Some pets, especially kitties, refuse to eat certain foods for reasons that may or may not make sense. And some animals are simply notoriously picky eaters who often require special menus or lots of coaxing.

Loss of Appetite Always Requires a Veterinary Visit

If your dog or cat refuses to eat for longer than a day, especially if there are other symptoms, or if there’s a sudden noticeable reduction in her food intake, it’s important to see your veterinarian right away. If the decrease is gradual, it’s just as important to get her checked out, but it’s not as urgent a situation as a sudden, dramatic change.

It’s crucially important that your veterinarian searches thoroughly for the underlying cause of your pet’s loss of interest in eating, because there almost always is one, and her appetite isn’t likely to improve if the problem isn’t identified and addressed.

It’s also important to know that appetite stimulants (which were originally designed as antidepressants) prescribed by your veterinarian can be useful in the short-term, but they don’t address the underlying problem of inappetence. In other words, they may for a time successfully treat the symptom (refusal to eat), but not the cause.

When it comes to treating a pet who won’t eat, there’s no one-size-fits-all approach. Your veterinarian must do a thorough physical exam and diagnostic workup, and investigate metabolic changes such as hypertension, blood potassium levels, anemia or vomiting. He or she should also consider any medications or supplements your pet is taking to rule those out as a cause.

You’ll also want to fill your vet in on any changes that have occurred in your household or daily routine that might be causing stress for your pet. The cause of your dog’s or cat’s disinterest in eating will determine an appropriate treatment approach. If there’s an underlying disorder that can be successfully treated or managed, your pet’s appetite should pick up as the condition resolves.

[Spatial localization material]
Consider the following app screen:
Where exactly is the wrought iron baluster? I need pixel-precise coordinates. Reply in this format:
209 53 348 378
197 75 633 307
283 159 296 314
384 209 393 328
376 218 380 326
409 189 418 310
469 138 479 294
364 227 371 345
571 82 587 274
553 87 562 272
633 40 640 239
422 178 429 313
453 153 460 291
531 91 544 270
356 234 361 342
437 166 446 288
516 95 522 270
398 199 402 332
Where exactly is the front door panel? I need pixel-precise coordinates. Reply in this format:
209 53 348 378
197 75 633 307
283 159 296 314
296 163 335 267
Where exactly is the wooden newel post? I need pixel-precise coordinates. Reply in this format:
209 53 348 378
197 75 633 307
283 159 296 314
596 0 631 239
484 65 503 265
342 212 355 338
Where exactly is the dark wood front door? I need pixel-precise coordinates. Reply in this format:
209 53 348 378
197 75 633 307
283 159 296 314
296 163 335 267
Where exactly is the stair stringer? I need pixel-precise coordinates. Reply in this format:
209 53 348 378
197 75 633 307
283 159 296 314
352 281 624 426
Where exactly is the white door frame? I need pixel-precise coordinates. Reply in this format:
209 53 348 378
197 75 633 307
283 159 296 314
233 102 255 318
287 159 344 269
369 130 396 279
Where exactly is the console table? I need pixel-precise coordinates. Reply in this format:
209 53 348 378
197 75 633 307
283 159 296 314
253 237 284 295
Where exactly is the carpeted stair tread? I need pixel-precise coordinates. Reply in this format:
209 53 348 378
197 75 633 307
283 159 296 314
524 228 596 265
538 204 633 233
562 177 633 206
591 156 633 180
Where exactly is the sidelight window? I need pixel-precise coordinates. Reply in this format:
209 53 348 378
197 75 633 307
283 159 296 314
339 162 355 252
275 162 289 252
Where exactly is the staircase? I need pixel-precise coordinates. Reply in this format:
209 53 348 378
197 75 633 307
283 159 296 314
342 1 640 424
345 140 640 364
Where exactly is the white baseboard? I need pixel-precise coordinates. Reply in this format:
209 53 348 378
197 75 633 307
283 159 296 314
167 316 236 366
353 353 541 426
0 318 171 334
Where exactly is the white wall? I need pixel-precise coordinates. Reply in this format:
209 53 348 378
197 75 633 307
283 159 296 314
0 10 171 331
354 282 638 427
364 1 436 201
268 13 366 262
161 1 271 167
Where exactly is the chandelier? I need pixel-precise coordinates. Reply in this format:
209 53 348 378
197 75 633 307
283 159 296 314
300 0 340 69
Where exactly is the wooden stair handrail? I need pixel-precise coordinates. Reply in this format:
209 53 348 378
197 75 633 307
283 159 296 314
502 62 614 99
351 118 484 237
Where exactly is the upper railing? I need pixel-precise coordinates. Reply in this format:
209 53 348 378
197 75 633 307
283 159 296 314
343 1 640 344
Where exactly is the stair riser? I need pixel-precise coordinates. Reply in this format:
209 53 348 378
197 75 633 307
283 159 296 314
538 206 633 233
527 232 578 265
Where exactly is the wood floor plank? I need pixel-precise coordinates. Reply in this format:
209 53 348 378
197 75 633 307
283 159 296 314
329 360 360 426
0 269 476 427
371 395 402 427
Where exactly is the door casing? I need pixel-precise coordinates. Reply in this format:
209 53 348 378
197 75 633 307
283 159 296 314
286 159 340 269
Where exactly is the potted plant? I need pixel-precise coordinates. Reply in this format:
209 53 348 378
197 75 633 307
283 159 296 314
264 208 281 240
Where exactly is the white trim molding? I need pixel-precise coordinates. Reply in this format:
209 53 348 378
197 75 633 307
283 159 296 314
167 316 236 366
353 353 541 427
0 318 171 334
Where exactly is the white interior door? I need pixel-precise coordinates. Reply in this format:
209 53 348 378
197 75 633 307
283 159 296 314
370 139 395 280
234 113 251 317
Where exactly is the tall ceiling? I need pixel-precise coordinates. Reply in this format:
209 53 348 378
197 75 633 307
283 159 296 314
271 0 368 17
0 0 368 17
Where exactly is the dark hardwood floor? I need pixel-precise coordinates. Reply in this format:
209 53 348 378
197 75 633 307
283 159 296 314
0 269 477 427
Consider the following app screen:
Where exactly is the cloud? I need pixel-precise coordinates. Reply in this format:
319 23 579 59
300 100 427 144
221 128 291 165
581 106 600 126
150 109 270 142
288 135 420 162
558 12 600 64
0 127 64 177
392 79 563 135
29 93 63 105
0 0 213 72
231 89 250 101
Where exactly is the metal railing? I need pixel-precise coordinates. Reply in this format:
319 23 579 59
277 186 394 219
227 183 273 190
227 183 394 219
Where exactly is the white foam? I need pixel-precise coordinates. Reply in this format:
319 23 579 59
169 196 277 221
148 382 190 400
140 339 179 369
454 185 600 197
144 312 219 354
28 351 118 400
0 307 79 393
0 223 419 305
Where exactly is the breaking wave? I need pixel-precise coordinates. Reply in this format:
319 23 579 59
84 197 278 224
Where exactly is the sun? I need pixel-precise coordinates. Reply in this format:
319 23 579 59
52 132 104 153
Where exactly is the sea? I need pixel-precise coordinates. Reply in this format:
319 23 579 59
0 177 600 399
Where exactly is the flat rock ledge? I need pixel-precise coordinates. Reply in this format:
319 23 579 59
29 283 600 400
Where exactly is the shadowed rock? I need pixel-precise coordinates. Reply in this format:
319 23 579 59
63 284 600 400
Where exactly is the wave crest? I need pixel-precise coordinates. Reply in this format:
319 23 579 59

...

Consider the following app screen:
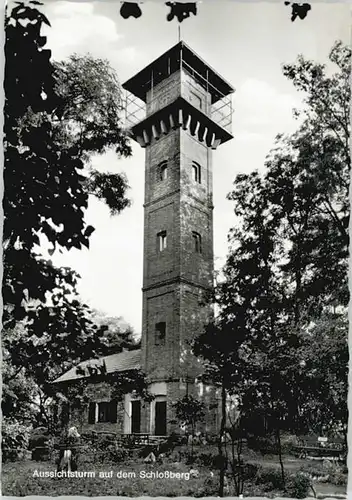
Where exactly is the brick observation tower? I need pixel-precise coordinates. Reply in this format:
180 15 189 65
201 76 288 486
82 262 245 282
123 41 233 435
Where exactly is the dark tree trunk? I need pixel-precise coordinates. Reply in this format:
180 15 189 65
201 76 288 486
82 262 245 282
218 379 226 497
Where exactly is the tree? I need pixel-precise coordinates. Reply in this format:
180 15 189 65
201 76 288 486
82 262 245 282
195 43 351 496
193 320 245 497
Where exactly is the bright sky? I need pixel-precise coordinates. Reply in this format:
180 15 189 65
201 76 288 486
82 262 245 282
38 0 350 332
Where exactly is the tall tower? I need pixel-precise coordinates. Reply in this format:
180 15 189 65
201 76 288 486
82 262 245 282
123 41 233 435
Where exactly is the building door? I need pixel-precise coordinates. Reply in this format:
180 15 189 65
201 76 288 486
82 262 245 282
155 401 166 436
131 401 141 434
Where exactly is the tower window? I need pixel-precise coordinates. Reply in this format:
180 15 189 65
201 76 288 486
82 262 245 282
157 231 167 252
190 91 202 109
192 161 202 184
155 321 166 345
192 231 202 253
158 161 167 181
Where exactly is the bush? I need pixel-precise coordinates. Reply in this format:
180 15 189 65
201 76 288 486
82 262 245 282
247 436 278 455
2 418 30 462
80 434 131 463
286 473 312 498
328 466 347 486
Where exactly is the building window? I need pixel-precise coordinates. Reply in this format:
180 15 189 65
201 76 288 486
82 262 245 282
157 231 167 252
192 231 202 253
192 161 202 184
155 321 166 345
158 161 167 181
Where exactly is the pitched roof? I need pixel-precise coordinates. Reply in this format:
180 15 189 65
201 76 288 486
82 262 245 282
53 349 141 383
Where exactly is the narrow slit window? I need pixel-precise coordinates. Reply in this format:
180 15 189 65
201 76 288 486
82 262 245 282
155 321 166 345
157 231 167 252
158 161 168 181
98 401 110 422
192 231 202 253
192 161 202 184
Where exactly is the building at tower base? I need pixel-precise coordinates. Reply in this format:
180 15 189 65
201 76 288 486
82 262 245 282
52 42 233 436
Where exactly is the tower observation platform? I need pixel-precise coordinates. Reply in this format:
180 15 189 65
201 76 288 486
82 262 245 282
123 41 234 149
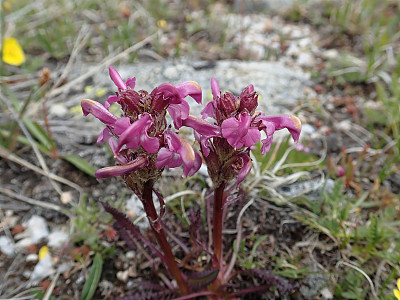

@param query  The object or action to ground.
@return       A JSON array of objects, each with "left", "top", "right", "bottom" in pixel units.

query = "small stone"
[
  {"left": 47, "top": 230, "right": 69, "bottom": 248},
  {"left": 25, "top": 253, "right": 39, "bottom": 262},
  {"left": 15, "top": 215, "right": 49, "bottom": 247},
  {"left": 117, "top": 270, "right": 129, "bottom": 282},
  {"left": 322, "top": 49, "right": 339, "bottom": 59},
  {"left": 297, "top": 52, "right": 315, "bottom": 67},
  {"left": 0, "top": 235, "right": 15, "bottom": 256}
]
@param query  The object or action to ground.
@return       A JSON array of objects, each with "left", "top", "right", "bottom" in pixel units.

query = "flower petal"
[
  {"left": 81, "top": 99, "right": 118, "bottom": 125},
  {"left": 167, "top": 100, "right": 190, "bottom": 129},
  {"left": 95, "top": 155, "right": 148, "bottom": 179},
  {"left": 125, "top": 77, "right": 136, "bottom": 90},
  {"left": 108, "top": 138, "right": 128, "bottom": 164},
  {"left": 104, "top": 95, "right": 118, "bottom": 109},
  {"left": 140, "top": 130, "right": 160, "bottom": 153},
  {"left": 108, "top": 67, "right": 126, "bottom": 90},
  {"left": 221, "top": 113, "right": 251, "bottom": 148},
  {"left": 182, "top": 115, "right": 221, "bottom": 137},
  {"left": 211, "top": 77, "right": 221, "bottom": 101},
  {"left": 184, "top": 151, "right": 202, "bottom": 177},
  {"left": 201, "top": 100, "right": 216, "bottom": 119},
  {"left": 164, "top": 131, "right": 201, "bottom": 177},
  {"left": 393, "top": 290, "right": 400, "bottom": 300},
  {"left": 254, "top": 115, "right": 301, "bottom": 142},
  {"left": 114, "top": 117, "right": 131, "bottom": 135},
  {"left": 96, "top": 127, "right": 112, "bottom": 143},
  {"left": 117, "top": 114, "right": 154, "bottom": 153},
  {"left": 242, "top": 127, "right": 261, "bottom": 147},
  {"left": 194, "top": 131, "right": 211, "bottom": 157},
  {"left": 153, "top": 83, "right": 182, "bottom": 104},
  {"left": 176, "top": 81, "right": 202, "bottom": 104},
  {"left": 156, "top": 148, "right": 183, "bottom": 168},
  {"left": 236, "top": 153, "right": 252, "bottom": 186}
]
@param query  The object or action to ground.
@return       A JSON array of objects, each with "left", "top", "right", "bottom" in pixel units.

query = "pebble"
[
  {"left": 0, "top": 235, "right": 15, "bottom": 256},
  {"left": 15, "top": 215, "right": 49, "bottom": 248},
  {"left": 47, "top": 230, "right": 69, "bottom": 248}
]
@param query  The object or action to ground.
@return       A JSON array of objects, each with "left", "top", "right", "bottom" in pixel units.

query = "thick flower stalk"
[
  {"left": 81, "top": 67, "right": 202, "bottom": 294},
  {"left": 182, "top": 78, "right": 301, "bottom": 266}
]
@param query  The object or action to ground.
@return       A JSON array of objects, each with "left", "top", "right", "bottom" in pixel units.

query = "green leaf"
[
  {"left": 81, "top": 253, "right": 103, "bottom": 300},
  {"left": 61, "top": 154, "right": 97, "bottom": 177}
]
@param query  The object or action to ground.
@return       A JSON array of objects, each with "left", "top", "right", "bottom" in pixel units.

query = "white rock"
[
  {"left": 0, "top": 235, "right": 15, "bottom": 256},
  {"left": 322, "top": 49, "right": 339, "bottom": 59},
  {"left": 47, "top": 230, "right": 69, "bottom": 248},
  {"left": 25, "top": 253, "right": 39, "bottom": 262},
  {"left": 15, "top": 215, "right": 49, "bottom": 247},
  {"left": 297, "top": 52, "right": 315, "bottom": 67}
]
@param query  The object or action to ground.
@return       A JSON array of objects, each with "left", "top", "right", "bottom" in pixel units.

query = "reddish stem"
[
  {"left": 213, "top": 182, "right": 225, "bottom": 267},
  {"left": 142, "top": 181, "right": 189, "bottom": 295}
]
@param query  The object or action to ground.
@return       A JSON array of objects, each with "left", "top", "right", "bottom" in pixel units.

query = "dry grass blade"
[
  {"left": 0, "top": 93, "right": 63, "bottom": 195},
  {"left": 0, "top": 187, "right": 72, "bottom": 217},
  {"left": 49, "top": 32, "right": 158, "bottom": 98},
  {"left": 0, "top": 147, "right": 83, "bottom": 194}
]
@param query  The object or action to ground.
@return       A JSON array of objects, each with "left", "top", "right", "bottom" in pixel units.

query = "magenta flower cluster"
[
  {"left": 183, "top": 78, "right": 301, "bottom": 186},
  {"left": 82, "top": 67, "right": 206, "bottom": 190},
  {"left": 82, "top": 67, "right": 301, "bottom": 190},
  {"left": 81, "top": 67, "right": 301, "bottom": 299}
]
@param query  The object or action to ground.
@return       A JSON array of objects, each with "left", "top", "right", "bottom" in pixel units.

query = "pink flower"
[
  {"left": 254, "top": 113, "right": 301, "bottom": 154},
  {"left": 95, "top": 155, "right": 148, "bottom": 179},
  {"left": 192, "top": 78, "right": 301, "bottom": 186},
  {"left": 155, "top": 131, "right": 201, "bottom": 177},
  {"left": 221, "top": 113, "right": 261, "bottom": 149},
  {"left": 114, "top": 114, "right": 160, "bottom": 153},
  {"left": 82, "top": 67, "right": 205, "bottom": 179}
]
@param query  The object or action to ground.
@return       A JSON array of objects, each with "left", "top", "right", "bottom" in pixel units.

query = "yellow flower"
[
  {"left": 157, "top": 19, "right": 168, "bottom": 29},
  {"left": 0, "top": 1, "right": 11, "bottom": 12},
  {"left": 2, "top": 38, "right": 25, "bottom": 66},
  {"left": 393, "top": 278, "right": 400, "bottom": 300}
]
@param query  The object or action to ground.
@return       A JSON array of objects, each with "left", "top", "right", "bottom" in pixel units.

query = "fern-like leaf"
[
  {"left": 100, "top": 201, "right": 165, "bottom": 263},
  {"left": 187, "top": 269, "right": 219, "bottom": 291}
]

▸ **TASKS TO COMPLETE**:
1. According to the text on pets' loss of appetite, which metabolic changes should the veterinarian investigate?
2. In the text on pets' loss of appetite, what were appetite stimulants originally designed as?
3. Carry on the text about pets' loss of appetite from its last sentence.

▸ **ANSWERS TO THIS EXERCISE**:
1. Hypertension, blood potassium levels, anemia, vomiting

2. Antidepressants.

3.
Sometimes, In appetence Disappears With a Change to a Better Diet

Needless to say, the diet you feed your pet can play a big role in both maintaining his interest in food and for his health and overall vitality. As always, I recommend a nutritionally balanced, diverse, species-appropriate fresh food diet.

Over the years, I’ve known many dogs and cats on processed diets who were considered fussy eaters, or who spent as much time playing with their food as eating it. When their owners gradually transitioned them from a kibble or feed-grade canned diet to raw or gently cooked fresh food, the weird eating habits disappeared.

One client of mine adopted a tiny dog who came home with a bag of the same dry food he’d been eating at the shelter. She knew to continue the diet until he was settled in to avoid tummy troubles, but she wasn’t prepared for his odd eating behavior.

At mealtime, the little guy approached the bowl of kibble slowly and pushed it around on the floor with his nose. Eventually he’d pick a piece of food out of the bowl and drop it on the floor. Sometimes he ate it, sometimes he didn’t before pushing the bowl around some more. He seemed anxious about the whole experience.

Since he was tiny to begin with and slightly underweight, she was concerned he wasn’t getting enough calories. She noticed he seemed quite interested in her cat’s canned food, so she went out and bought a couple cans of high-quality dog food and mixed it with the kibble.

He immediately gobbled up the moist food and left the kibble in the bowl. He did have loose stools for a few days from the sudden change in diet, but since he was eating like a champ, she just kept a careful eye on him until his poop was firm again. From there, she did a gradual transition to a nutritionally balanced, commercial raw diet. He’s been a chowhound ever since, with no sign of his initial odd eating behaviors.

If your cat or dog gets a clean bill of health from your veterinarian but still isn’t eating well, review the diet you’re offering and see where it falls on my latest ranking of best-to-worst pet foods. Make upgrades as you’re able to, and see if your pet’s appetite improves.